(STUDY MATERIAL)

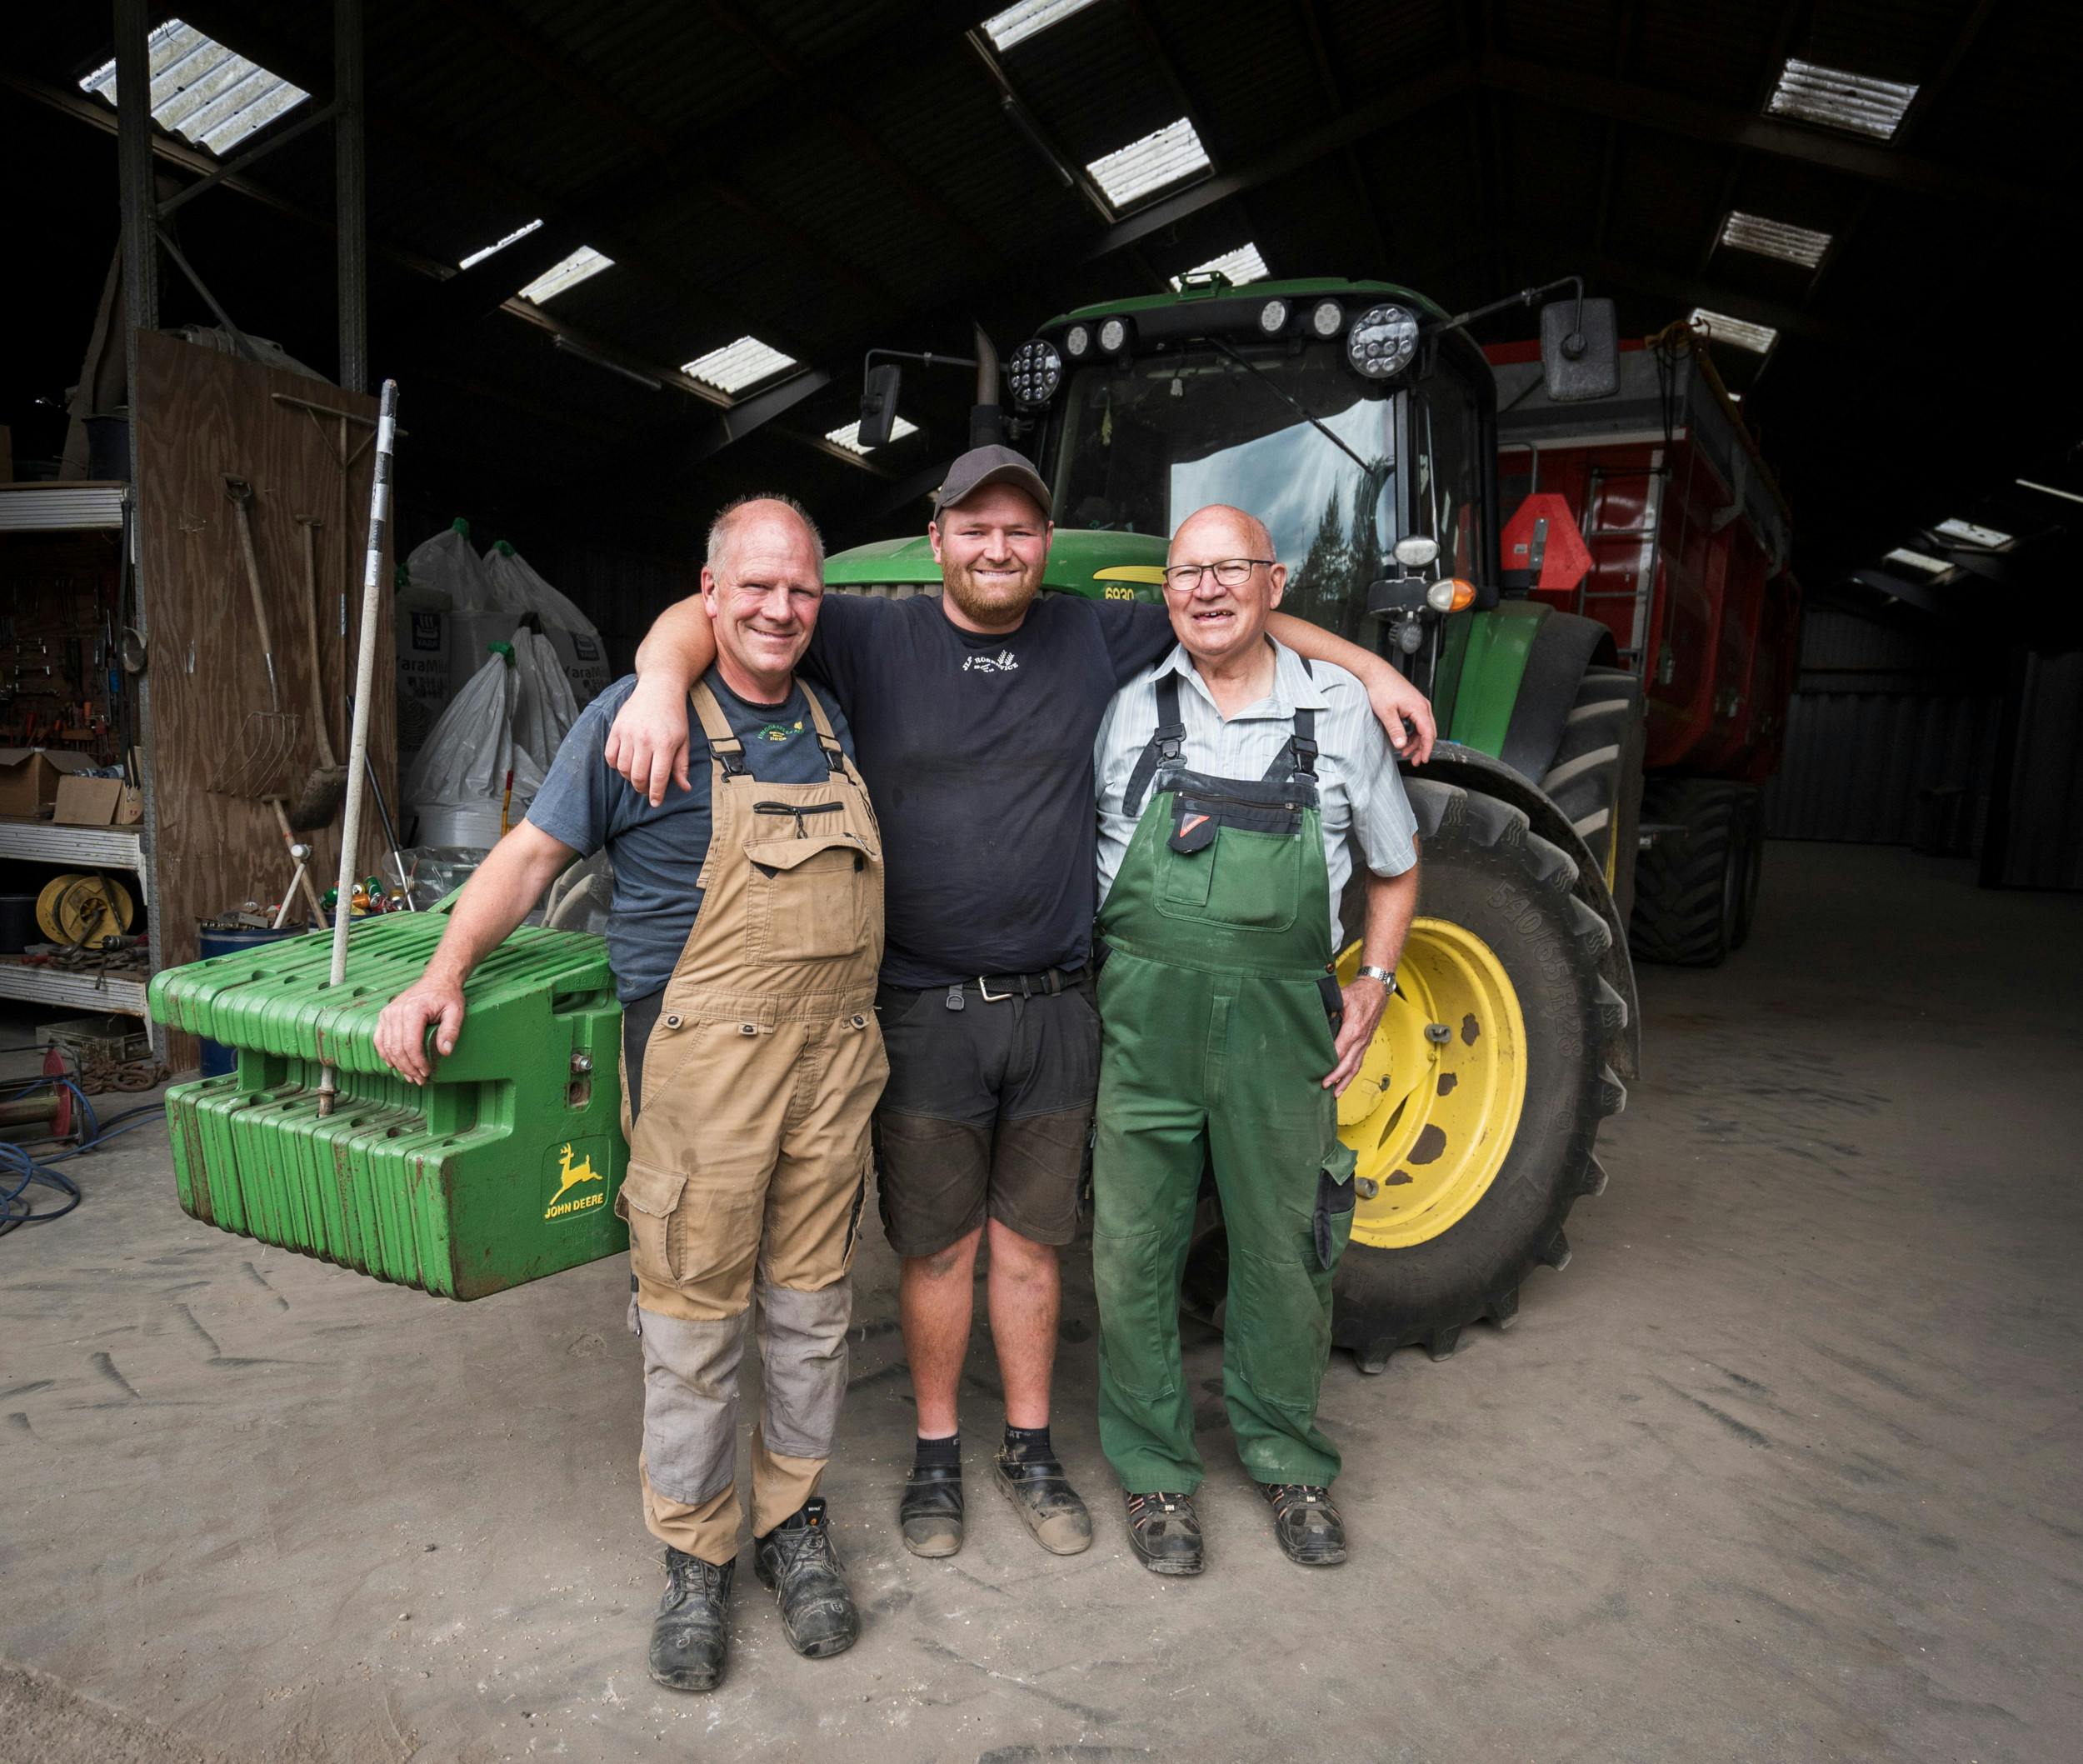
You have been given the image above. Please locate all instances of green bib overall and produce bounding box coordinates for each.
[1092,670,1359,1494]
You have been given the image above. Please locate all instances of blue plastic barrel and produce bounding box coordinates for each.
[197,923,311,1077]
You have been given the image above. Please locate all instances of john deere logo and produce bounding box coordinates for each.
[544,1142,606,1221]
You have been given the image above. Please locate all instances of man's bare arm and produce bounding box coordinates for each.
[603,597,718,806]
[1267,612,1436,764]
[373,822,577,1084]
[1325,855,1421,1094]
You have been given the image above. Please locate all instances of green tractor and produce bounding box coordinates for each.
[831,276,1641,1372]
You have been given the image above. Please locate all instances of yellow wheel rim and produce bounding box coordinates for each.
[1336,917,1527,1250]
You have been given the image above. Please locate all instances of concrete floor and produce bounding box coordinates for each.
[2,841,2079,1764]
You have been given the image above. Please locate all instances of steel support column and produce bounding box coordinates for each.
[336,0,367,392]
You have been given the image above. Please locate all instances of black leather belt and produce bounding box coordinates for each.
[897,963,1087,1008]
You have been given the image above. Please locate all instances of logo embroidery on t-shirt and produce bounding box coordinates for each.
[755,719,803,743]
[962,649,1019,675]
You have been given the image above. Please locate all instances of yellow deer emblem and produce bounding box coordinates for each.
[546,1142,602,1214]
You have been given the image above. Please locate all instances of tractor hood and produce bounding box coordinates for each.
[823,528,1170,602]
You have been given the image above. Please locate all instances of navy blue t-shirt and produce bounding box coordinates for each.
[802,592,1172,987]
[527,669,855,1001]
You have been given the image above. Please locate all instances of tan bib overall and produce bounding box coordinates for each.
[615,679,887,1564]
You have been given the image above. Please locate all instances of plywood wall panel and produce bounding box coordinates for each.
[135,332,396,1067]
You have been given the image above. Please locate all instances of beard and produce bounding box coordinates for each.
[941,555,1042,625]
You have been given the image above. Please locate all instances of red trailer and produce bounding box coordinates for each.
[1486,325,1803,964]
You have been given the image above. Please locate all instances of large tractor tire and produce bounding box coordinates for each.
[1538,664,1646,925]
[1629,778,1762,967]
[1326,778,1627,1369]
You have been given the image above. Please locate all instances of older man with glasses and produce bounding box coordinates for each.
[1089,502,1421,1578]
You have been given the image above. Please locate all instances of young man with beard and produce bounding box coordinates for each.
[601,447,1435,1562]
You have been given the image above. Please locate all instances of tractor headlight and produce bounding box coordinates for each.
[1008,339,1062,408]
[1347,303,1419,378]
[1311,298,1344,338]
[1097,316,1131,355]
[1258,298,1290,335]
[1063,322,1091,359]
[1394,535,1439,568]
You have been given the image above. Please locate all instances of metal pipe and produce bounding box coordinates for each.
[154,227,262,360]
[317,378,397,1117]
[969,322,1002,449]
[336,0,367,392]
[156,101,337,218]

(End STUDY MATERIAL)

BRIEF —
Pictures stay out, but everything else in the records must be output exactly.

WRITTEN ANSWER —
You have been given the image above. Please locate all instances of green bib overall and produce bounding box coordinates for each.
[1092,670,1359,1494]
You have been given the image above. Please locate all instances of blue plastic barrel and produce bounding box coordinates for each.
[197,923,311,1077]
You have been given the image above. Please locate all instances of john deere logo and produce bounding box coordinates for each.
[544,1142,606,1221]
You have been given the image above. Please locate all instances of man's bare arm and produce bounding box coordinates for each.
[603,597,718,806]
[1267,612,1436,764]
[373,822,577,1084]
[1325,855,1421,1094]
You have been given the image above. Please locate all instances of green tractor and produce bounding box coordinates for each.
[831,276,1641,1372]
You have been given the image above. Please locate all instances of yellow wheel rim and produce bounding box coordinates for each.
[1336,917,1527,1250]
You have been given the image above. Please locate all instances of concrete floor and produce bounding box coordinates for each.
[2,841,2079,1764]
You have been given the image above. Please locate all instances of steel support column and produce bounding box coordinates for each.
[336,0,367,392]
You have been given the image above. Please locate all instances of black leather belt and produce bounding box coordinates for each.
[897,963,1087,1008]
You have been given the image above. Please locate all instances of logo embroidery on t-shirt and produce bounding box coordinates for each.
[755,719,803,743]
[962,649,1019,675]
You have been given the image above. Please locate all instances of yellow deer emblem and produce bounding box coordinates for each.
[546,1142,602,1214]
You have been given the image above. Please locate all instances of tractor hood and produce bounding box coordinates for each.
[823,528,1170,602]
You have been given the image above. Please locate all instances of navy blue t-shirt and produce bounding box coordinates for each.
[802,592,1172,987]
[527,669,855,1001]
You have been given the image above. Please locate all instances of tan bib overall and produce bounding box coordinates for each.
[615,679,887,1564]
You have been given the image above. Please locate all instances of plywood wall panel and produce bounding box coordinates for each.
[135,332,396,1067]
You have been given the image above. Please locate all instances of beard and produce bounding box coordinates for each.
[941,555,1042,625]
You have been given the image above. Please locate all instances of red trailer and produce bounding box coordinates for each.
[1486,325,1803,964]
You have been given the image above. Please locate all instances of large tractor tire and produce bounding box coordinates for each.
[1538,664,1646,925]
[1629,778,1762,967]
[1326,778,1627,1369]
You have been given the image above. Please locate all instances of older man with glasses and produce bounding box coordinates for each.
[1089,502,1421,1578]
You have been given the image above. Please locate all instances of young man with beard and produce bounding box coordinates for each.
[601,447,1435,1562]
You have been given the image above. Please locate all instances of tractor headlight and produce bounding box coordinates for each.
[1008,339,1062,408]
[1347,303,1419,378]
[1311,298,1344,338]
[1097,316,1131,355]
[1258,298,1290,335]
[1063,322,1091,359]
[1394,535,1439,568]
You have been given the image above. Please locate all instances of metal pipe and produce bounding box coordinates for each.
[154,227,262,360]
[317,378,397,1117]
[969,322,1002,449]
[336,0,367,392]
[156,101,337,218]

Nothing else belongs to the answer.